(Source records)
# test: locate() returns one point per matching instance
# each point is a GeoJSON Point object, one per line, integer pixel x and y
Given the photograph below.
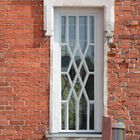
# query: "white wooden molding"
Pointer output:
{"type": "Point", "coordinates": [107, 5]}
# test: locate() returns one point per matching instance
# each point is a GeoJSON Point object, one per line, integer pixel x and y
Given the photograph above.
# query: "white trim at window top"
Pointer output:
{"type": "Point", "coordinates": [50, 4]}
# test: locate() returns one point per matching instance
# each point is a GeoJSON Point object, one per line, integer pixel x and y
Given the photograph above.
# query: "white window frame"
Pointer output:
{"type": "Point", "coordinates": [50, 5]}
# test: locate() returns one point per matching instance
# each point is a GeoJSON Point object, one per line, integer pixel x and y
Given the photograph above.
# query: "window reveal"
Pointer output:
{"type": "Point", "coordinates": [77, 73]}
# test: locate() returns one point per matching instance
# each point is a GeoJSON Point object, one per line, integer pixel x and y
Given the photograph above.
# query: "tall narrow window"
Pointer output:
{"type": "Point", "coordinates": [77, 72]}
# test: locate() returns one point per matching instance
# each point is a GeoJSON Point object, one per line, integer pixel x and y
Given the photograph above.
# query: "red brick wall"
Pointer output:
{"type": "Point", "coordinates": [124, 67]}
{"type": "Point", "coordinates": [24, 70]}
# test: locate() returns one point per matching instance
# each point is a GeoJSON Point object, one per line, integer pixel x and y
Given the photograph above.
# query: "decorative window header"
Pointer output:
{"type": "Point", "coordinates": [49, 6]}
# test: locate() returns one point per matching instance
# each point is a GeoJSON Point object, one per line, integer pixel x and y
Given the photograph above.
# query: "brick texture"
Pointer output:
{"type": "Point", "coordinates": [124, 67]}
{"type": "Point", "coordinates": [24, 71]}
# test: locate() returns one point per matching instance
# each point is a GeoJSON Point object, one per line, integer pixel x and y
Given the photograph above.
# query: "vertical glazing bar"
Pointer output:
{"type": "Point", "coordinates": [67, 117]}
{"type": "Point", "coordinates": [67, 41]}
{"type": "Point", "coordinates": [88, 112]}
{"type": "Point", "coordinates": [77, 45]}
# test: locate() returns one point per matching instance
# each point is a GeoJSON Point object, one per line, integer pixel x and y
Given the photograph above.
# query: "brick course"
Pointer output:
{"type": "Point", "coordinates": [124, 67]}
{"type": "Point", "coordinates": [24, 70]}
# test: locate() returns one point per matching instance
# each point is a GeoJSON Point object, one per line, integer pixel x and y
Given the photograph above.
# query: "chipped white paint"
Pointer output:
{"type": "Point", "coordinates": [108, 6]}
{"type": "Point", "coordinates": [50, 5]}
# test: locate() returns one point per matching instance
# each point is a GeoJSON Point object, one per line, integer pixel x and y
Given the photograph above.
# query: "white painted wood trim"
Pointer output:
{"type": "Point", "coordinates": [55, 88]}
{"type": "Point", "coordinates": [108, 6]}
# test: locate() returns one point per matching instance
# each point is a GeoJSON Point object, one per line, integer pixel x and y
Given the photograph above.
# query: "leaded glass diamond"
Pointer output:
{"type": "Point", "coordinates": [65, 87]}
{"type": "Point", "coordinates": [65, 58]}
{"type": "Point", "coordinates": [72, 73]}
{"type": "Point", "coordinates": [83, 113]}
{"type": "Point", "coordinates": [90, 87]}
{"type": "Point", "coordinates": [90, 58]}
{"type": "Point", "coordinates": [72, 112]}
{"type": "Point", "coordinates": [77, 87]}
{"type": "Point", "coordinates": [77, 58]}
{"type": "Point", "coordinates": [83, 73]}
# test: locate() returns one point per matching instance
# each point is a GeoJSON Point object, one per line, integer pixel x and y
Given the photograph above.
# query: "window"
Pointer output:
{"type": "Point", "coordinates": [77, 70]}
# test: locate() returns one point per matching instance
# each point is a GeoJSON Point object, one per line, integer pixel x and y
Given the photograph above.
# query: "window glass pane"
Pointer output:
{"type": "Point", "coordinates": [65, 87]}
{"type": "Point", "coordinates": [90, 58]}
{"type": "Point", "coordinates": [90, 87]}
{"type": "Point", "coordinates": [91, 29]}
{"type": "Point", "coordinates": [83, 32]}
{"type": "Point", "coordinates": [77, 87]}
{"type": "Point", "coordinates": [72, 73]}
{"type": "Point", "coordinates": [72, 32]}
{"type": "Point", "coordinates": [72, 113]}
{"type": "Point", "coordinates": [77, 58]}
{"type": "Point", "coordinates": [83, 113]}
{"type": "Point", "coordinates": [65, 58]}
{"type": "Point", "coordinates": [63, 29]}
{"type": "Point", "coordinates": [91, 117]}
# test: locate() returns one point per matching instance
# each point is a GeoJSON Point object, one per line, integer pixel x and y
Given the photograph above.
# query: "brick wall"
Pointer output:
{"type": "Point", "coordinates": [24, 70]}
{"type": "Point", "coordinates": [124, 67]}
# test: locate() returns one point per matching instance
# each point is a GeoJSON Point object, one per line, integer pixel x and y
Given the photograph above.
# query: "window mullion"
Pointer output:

### Directions for this task
Where an entry contains an image, skip the image and write out the rest exactly.

### Answer box
# test: locate() returns one point per matching instance
# each point is a GeoJSON Point object, one per line, integer pixel x and y
Given the photograph below.
# query: "white wooden molding"
Pointer output:
{"type": "Point", "coordinates": [107, 5]}
# test: locate() returns one point per matching instance
# each point is a GeoJSON Point object, one per line, integer pixel x and y
Given the photograph above.
# query: "white trim at window top"
Pointer output:
{"type": "Point", "coordinates": [50, 4]}
# test: locate() returns one point per matching instance
# each point is a GeoJSON Point object, one per line, integer pixel x and y
Given the photograph above.
# query: "white window frame"
Pointer output:
{"type": "Point", "coordinates": [50, 5]}
# test: locate() returns one point per matching instance
# each point is a GeoJSON Point object, one per line, integer pixel x and y
Given the photograph above.
# query: "window reveal"
Pointer output:
{"type": "Point", "coordinates": [77, 73]}
# test: locate() returns one point per matching instance
# each point is a GeoJSON Point object, one per line, integer pixel x and y
Given the photograph above.
# query: "tall narrow window"
Pointer output:
{"type": "Point", "coordinates": [77, 72]}
# test: locate() returns one point per matching instance
# each point is a GeoJSON Point object, one per line, integer pixel x and y
Given the photograph above.
# query: "red brick wall"
Pointer output:
{"type": "Point", "coordinates": [124, 67]}
{"type": "Point", "coordinates": [24, 70]}
# test: locate() returns one point per matching instance
# each point is a GeoJSON Point object, one per line, integer pixel x and y
Given the photograph above.
# query: "decorative window header"
Pointer output:
{"type": "Point", "coordinates": [49, 6]}
# test: locate() returns one point per matching instance
# each point is a GeoJSON Point object, one per line, integer pixel x and y
Given the photograph above.
# query: "brick texture"
Pointer output:
{"type": "Point", "coordinates": [124, 67]}
{"type": "Point", "coordinates": [24, 71]}
# test: locate() returns one point per matching instance
# each point is a GeoJSON Point object, one per line, integer pixel x and y
Given the photograph above.
# query: "vertical glazing bar"
Pointer output:
{"type": "Point", "coordinates": [67, 117]}
{"type": "Point", "coordinates": [67, 41]}
{"type": "Point", "coordinates": [88, 112]}
{"type": "Point", "coordinates": [77, 45]}
# test: locate() returns one point per matching instance
# each point is a GeoJSON Point object, one per line, integer pixel x and y
Given the photograph above.
# query: "brick course"
Pointer output:
{"type": "Point", "coordinates": [124, 67]}
{"type": "Point", "coordinates": [24, 70]}
# test: locate() returns one point per matching instance
# each point is a GeoJSON Point object, one per line, integer pixel x and y
Given the photograph above.
# query: "chipped white paint"
Pointer output:
{"type": "Point", "coordinates": [108, 6]}
{"type": "Point", "coordinates": [50, 5]}
# test: locate() returns one point per matching instance
# each point is a GeoJSON Point object, one per line, integer pixel x and y
Given the photograph above.
# query: "white painted wood trim"
Pointer output:
{"type": "Point", "coordinates": [55, 88]}
{"type": "Point", "coordinates": [108, 6]}
# test: locate() returns one point per matching instance
# each point is a GeoJSON Point object, one per line, integer pixel x and y
Given the photograph above.
# query: "leaded glass diamond"
Pointer output:
{"type": "Point", "coordinates": [65, 87]}
{"type": "Point", "coordinates": [65, 58]}
{"type": "Point", "coordinates": [72, 73]}
{"type": "Point", "coordinates": [83, 113]}
{"type": "Point", "coordinates": [90, 87]}
{"type": "Point", "coordinates": [90, 58]}
{"type": "Point", "coordinates": [72, 112]}
{"type": "Point", "coordinates": [77, 87]}
{"type": "Point", "coordinates": [77, 58]}
{"type": "Point", "coordinates": [83, 73]}
# test: locate() returns one point per matching instance
# each point is a GeoJSON Point object, one per line, integer pixel x and y
Given the photograph above.
# query: "window"
Pointer output:
{"type": "Point", "coordinates": [77, 70]}
# test: locate() returns one point per matching instance
# each point is a GeoJSON Point object, one per line, integer pixel x and y
Given the photograph above.
# query: "window glass pane"
Pointer output:
{"type": "Point", "coordinates": [65, 87]}
{"type": "Point", "coordinates": [90, 58]}
{"type": "Point", "coordinates": [90, 87]}
{"type": "Point", "coordinates": [91, 29]}
{"type": "Point", "coordinates": [83, 32]}
{"type": "Point", "coordinates": [77, 87]}
{"type": "Point", "coordinates": [72, 73]}
{"type": "Point", "coordinates": [72, 32]}
{"type": "Point", "coordinates": [72, 113]}
{"type": "Point", "coordinates": [77, 58]}
{"type": "Point", "coordinates": [83, 113]}
{"type": "Point", "coordinates": [65, 58]}
{"type": "Point", "coordinates": [63, 29]}
{"type": "Point", "coordinates": [91, 117]}
# test: locate() returns one point per matching instance
# each point is a GeoJSON Point object, one per line, integer pixel x and y
Given the photograph above.
# query: "brick wall"
Pointer output:
{"type": "Point", "coordinates": [24, 70]}
{"type": "Point", "coordinates": [124, 67]}
# test: locate() returns one point per matching instance
# each point is a GeoJSON Point object, one per line, integer pixel x and y
Given the photograph above.
# query: "window mullion"
Pointer output:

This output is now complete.